Repeat everything in the listing below. Keep each line exact.

**STORED DATA**:
+++

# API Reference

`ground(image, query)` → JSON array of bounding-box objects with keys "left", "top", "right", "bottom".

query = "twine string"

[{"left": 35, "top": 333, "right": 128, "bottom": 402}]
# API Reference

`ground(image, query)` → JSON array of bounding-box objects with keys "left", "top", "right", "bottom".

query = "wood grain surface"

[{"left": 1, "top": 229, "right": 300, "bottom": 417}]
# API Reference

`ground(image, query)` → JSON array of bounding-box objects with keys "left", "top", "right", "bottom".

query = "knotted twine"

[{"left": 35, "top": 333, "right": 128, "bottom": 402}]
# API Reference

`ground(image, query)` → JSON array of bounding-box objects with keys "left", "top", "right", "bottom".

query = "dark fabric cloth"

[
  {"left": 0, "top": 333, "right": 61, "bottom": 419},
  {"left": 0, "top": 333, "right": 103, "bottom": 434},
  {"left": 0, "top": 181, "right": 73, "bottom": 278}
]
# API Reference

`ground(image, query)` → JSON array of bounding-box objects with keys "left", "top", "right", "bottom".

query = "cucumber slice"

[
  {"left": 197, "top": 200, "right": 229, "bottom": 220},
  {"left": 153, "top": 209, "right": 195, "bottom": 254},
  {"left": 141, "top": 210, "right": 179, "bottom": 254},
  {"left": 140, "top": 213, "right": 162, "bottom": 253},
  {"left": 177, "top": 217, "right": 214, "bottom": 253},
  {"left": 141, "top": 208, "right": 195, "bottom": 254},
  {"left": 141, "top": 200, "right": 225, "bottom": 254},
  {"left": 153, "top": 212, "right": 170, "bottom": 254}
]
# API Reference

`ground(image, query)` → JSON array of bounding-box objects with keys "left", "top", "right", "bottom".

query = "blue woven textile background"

+++

**PROBLEM SOLUTION**:
# API Reference

`ground(image, query)` → JSON array of bounding-box objects with keys "left", "top", "right", "bottom".

query = "twine string"

[{"left": 35, "top": 333, "right": 128, "bottom": 402}]
# API Reference

`ground(image, query)` → JSON array of bounding-box objects with keys "left", "top", "right", "bottom".

query = "wood grain surface"

[{"left": 1, "top": 229, "right": 300, "bottom": 417}]
# API Reference

`ground(image, query)` → JSON array of bounding-box objects with keys "left", "top", "right", "bottom".

query = "knotted twine"

[{"left": 35, "top": 333, "right": 128, "bottom": 402}]
# API Reference

`ground(image, query)` → JSON array of bounding-box objects with keys "left", "top", "right", "bottom".

query = "dark fabric cloth"

[
  {"left": 0, "top": 333, "right": 61, "bottom": 419},
  {"left": 0, "top": 333, "right": 103, "bottom": 434},
  {"left": 0, "top": 181, "right": 73, "bottom": 278}
]
# API Reference

`ground(image, query)` → JSON array of bounding-box objects with keys "left", "top", "right", "bottom".

query = "cucumber slice"

[
  {"left": 197, "top": 200, "right": 229, "bottom": 220},
  {"left": 153, "top": 209, "right": 195, "bottom": 254},
  {"left": 141, "top": 210, "right": 179, "bottom": 254},
  {"left": 140, "top": 213, "right": 162, "bottom": 253},
  {"left": 177, "top": 217, "right": 214, "bottom": 253},
  {"left": 141, "top": 208, "right": 195, "bottom": 254},
  {"left": 141, "top": 200, "right": 225, "bottom": 254},
  {"left": 153, "top": 212, "right": 170, "bottom": 254}
]
# API Reference

`ground(image, query)` → JSON array of bounding-box objects with keys "left", "top", "right", "bottom".

query = "blue woven textile background"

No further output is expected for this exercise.